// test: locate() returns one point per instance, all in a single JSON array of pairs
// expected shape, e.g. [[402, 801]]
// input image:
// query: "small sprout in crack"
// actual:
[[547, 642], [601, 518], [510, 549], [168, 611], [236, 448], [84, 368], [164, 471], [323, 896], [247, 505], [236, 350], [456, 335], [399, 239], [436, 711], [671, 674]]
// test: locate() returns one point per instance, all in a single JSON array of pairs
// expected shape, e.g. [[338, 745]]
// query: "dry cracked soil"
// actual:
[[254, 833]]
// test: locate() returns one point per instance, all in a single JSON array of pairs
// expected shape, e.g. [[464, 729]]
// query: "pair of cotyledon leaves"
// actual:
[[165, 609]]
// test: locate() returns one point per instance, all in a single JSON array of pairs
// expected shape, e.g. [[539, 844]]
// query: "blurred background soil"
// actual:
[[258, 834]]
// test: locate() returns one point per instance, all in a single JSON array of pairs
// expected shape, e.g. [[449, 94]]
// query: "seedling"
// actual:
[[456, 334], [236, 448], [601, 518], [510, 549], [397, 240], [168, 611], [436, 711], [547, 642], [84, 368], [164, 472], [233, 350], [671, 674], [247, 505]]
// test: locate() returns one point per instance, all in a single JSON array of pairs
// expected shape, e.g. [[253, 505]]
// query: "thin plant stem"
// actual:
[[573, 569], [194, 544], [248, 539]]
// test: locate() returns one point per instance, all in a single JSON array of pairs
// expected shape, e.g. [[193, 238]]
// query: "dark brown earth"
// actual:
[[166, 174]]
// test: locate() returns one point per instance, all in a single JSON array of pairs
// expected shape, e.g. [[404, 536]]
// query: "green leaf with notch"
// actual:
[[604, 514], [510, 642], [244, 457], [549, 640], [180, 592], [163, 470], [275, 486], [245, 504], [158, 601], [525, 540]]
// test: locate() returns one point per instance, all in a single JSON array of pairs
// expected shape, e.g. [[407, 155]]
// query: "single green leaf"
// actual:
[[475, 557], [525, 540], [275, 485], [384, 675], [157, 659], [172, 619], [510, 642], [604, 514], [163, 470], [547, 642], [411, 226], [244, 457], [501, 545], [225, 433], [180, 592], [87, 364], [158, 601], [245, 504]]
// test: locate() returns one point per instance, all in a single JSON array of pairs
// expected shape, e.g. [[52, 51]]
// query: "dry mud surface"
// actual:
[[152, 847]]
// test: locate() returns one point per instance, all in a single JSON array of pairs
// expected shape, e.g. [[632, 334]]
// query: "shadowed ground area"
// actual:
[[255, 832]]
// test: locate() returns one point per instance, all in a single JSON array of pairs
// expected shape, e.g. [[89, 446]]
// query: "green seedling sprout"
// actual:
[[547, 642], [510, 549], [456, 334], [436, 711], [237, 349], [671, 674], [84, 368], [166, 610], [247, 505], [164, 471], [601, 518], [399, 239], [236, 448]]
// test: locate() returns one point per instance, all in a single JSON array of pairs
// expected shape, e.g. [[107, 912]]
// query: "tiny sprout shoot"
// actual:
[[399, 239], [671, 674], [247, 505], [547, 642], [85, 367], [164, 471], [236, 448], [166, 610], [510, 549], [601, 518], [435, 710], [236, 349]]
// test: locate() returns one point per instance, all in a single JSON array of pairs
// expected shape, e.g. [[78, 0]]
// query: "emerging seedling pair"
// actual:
+ + +
What you are asked to do » Can you reproduce everything from the very start of the material above down to the line containing "711], [671, 674]]", including both of those ends, without changing anything?

The result »
// test: locate() returns one point per instance, all in a single JSON array of pairs
// expected shape, e.g. [[402, 801]]
// input image:
// query: "small sprout in crack"
// actual:
[[547, 642], [601, 518], [510, 549], [168, 611], [236, 448], [84, 368], [164, 471], [323, 896], [247, 505], [236, 350], [456, 335], [399, 239], [436, 711], [671, 674]]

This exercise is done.